GOAL: Return every line of the records below unchanged, character for character.

EXERCISE INPUTS:

────────────────

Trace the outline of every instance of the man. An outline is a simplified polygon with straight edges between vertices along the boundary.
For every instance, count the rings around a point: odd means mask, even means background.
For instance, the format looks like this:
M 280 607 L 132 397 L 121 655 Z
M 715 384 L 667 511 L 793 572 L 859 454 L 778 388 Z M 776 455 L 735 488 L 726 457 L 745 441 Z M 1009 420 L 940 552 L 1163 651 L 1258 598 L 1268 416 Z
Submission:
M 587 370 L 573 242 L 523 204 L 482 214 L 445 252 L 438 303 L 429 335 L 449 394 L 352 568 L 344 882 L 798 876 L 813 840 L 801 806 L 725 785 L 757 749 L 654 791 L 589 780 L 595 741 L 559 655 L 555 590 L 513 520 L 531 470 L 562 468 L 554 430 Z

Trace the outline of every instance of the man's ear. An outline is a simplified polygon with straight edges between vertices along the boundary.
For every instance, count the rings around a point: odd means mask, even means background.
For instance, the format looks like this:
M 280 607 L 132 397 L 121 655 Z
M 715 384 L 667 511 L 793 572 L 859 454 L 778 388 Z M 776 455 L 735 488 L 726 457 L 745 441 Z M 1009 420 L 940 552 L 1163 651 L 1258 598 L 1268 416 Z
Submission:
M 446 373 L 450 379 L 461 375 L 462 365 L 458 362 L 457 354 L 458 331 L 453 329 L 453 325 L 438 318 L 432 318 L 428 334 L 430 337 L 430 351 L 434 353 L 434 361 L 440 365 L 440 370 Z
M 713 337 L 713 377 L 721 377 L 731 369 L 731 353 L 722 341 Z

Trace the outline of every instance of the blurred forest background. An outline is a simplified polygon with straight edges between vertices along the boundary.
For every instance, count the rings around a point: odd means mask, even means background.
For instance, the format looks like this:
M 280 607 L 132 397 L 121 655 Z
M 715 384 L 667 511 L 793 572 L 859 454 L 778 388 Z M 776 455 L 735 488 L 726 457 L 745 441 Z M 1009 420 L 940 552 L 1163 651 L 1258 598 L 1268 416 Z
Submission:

────────────────

TASK ANSWER:
Trace the outline of every instance of the man. An outline is a simplified polygon with straight edges between vertices along the boundary.
For every instance, count the rings around a point: odd means mask, even means background.
For instance, the format looks like this:
M 280 607 L 132 397 L 121 655 Z
M 715 384 L 667 511 L 793 572 L 859 454 L 778 388 Z M 776 455 L 735 488 L 726 457 L 745 441 Z M 1009 420 L 940 552 L 1163 651 L 1258 598 L 1268 416 Z
Submission:
M 587 370 L 573 242 L 523 204 L 482 214 L 445 252 L 438 303 L 429 335 L 449 394 L 352 568 L 344 882 L 798 876 L 813 840 L 801 806 L 725 785 L 757 749 L 654 791 L 589 780 L 595 741 L 559 655 L 555 590 L 513 520 L 531 470 L 562 468 L 554 430 Z

Trace the outline of every instance of the man's ear. An outline is a simplified polygon with straight edges between vertices along the boundary.
For every instance, count the rings around a point: odd means mask, even means background.
For instance, the format looks like this:
M 280 607 L 132 397 L 121 655 Z
M 715 384 L 667 511 L 793 572 L 859 454 L 778 388 Z M 776 455 L 735 488 L 726 457 L 745 441 Z M 1009 420 L 940 552 L 1163 651 L 1258 598 L 1268 416 Z
Submission:
M 446 373 L 450 379 L 461 375 L 462 365 L 458 362 L 457 354 L 458 331 L 453 329 L 453 325 L 438 318 L 432 318 L 428 334 L 430 337 L 430 351 L 434 353 L 434 361 L 440 365 L 440 370 Z
M 713 337 L 713 377 L 721 377 L 731 369 L 731 353 L 722 341 Z

Trace the outline of every instance of the blurred forest background. An outline is a simplified polygon with straight edges between vertices along the boundary.
For every instance, count the rings around a point: odd means mask, even means background.
For instance, the format looks like this:
M 280 607 L 132 397 L 121 655 Z
M 715 384 L 667 511 L 793 572 L 859 454 L 778 388 Z M 776 455 L 735 488 L 726 457 L 745 441 Z M 1009 420 L 940 552 L 1163 651 L 1258 598 L 1268 416 Z
Submission:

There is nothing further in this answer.